▶ **Work to complete**
Return exactly the span of lines that opens with the line containing "Locate the paved" and closes with the last line of the data, inclusive.

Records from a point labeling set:

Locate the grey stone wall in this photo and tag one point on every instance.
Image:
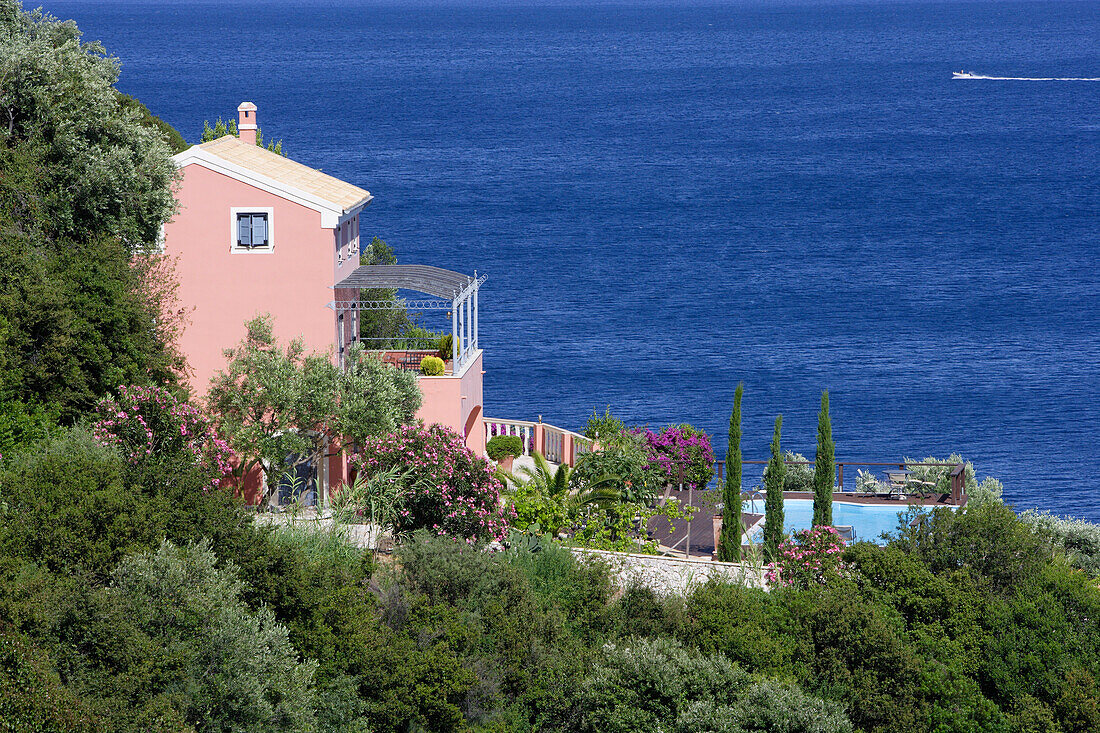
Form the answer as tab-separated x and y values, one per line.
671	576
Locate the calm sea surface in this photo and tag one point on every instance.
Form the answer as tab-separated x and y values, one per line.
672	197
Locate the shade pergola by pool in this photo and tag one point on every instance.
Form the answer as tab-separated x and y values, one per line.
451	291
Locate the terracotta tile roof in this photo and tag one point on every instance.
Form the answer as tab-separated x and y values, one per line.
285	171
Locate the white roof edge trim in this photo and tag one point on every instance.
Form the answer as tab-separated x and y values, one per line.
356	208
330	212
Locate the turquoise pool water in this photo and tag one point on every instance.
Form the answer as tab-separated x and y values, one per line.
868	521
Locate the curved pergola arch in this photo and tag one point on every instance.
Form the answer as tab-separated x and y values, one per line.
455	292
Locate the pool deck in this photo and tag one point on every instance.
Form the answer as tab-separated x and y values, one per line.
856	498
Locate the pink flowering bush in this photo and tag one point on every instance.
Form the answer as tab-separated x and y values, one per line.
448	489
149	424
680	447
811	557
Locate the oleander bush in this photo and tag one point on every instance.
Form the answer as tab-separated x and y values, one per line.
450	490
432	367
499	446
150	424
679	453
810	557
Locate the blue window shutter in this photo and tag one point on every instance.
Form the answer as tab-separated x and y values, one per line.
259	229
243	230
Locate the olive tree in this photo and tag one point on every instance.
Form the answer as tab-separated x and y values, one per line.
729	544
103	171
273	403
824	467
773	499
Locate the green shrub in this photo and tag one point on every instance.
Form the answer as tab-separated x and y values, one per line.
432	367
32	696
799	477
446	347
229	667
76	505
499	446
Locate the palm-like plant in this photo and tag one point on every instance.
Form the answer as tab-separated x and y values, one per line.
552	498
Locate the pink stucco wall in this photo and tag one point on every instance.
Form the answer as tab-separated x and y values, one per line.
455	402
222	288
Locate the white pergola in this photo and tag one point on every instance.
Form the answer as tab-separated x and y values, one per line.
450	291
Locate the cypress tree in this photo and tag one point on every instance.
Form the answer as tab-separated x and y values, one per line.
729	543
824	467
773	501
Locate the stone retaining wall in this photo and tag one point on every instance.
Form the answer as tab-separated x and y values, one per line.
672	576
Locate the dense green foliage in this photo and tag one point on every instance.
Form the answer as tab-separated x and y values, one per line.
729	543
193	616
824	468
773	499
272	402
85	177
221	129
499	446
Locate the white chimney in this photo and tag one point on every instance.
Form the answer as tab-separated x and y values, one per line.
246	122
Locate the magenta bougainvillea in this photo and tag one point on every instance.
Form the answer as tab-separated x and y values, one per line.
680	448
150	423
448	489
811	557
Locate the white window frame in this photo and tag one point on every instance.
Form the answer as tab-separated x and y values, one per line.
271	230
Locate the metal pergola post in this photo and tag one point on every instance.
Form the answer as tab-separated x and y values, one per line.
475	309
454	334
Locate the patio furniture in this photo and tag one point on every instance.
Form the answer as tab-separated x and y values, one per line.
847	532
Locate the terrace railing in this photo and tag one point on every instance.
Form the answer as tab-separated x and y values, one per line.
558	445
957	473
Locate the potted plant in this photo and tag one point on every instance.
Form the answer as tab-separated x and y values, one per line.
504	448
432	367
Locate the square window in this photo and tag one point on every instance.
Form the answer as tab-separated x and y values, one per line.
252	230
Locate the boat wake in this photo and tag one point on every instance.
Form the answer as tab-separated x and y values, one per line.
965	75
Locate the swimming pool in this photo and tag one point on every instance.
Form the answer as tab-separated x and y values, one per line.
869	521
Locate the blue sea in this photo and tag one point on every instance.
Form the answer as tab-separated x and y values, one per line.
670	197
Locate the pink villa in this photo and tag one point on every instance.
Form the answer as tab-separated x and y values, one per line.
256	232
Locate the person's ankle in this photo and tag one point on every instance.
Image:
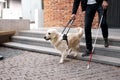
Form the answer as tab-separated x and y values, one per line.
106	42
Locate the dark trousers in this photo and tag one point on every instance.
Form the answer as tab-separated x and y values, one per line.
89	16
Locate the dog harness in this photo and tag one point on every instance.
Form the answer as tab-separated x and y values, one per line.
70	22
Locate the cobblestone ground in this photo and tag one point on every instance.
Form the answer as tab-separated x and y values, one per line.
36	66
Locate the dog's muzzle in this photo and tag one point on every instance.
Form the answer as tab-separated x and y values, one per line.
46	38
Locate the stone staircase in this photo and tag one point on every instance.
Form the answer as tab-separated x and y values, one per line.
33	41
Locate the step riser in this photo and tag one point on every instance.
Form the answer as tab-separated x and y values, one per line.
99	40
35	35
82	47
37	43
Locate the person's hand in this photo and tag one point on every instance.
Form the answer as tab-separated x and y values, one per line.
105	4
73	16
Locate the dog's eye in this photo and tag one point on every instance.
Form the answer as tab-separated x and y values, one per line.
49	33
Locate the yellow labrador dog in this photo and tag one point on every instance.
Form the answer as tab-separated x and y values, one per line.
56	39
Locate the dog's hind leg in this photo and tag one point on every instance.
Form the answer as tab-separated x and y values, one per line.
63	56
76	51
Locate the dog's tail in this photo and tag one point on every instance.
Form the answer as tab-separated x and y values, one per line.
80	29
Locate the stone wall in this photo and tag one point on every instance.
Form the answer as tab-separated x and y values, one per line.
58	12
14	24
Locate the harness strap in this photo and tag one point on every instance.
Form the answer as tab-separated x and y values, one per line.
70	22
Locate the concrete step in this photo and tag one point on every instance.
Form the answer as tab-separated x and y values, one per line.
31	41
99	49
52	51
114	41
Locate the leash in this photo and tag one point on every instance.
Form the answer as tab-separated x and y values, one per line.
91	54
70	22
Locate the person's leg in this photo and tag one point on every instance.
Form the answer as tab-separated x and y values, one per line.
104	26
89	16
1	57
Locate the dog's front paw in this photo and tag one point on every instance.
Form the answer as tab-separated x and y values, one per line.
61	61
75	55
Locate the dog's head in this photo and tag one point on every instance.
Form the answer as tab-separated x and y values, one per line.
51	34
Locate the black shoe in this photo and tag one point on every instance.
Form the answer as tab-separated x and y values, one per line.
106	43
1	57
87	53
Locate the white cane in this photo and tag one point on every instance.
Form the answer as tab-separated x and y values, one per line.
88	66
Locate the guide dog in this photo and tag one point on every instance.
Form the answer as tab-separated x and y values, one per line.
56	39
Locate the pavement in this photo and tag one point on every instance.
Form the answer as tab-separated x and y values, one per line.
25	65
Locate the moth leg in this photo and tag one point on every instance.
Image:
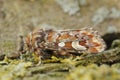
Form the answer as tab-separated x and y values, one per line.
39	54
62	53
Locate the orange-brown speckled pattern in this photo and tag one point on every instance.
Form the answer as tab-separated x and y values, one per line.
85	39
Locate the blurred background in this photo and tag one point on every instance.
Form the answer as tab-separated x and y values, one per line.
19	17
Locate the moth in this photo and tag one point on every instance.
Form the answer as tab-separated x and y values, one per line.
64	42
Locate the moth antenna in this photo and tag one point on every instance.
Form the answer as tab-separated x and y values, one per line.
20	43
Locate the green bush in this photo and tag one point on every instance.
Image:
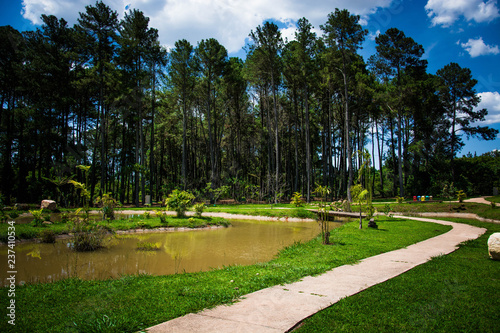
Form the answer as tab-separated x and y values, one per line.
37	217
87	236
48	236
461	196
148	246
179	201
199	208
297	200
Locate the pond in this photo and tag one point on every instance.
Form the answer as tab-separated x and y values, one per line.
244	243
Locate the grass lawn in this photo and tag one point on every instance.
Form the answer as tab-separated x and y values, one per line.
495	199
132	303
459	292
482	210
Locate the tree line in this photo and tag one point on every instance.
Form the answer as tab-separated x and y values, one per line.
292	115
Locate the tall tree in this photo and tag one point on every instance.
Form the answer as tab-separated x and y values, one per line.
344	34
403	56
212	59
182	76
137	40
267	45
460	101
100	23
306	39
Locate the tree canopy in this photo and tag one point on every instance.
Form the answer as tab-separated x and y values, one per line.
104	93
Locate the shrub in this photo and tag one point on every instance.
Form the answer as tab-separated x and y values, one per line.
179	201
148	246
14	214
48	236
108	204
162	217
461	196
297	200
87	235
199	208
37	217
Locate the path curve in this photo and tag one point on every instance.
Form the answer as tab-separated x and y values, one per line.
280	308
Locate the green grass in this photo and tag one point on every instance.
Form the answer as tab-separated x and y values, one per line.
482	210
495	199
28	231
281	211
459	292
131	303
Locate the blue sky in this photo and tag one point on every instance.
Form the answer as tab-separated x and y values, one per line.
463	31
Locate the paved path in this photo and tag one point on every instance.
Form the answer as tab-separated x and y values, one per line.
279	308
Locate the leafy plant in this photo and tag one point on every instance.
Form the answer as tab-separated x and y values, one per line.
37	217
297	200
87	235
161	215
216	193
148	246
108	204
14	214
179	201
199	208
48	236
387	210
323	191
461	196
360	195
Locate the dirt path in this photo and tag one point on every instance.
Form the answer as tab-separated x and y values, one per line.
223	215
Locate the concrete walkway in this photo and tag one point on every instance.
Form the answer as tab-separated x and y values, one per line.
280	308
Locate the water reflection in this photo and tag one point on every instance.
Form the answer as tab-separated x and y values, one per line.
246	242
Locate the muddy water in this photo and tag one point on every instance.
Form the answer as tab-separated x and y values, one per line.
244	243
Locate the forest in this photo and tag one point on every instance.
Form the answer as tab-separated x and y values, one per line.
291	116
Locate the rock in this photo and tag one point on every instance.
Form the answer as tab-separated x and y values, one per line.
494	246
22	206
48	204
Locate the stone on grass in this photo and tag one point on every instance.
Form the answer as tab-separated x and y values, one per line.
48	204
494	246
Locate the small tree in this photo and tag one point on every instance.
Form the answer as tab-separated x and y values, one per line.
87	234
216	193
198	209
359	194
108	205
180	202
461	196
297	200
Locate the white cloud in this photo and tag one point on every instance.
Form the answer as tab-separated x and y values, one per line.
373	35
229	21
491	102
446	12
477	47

▶ **Exercise solution**
Locate the paved path in this photo and tag one point on every instance.
Form the answer as tab-separated x and y values, one per line.
279	308
Locate the leafy plant in this photo and tag one point on every instance.
Form the answer as tab-separated x and y values, one per line.
37	217
297	200
87	235
161	215
216	193
148	246
108	204
14	214
179	201
199	208
48	236
387	210
323	191
461	196
360	195
Locate the dirt path in this photo and tag one point on every instance.
Form the answer as tab-separated x and y values, one per line.
223	215
Locate the concrete walkway in this photo and tag one point on every instance.
Form the answer as tab-separated x and y values, one per line.
280	308
Locate the water reflection in this photo and tag one point on every instance.
Form the answer as tab-separated x and y values, one per line.
246	242
Locate the muddy water in this photo and tag one point on every instance.
Form the answer as tab-separated x and y values, one per line.
244	243
Locate the forest in this photo and tag one point on every instance.
Form the answer as tab-separated x and y values, one per line.
291	116
Locate the rock in this photo and tag one point on every instance.
Form the answer as tab-separated x and y values, one per line.
494	246
22	206
48	204
Locate the stone on grass in this photo and tag one point on every instance.
Form the answer as tab-separated x and y values, one per line.
48	204
494	246
Locate the small tree in this photo and tag one point on every instance.
Form the answer as tab-separated x and y values, one per line.
87	234
216	193
198	209
359	194
108	205
180	202
461	196
297	200
Locate the white cloud in this photo and tag one point on every instance.
Form the answer as tab-separated x and y values, one per line.
373	35
229	21
491	102
446	12
477	47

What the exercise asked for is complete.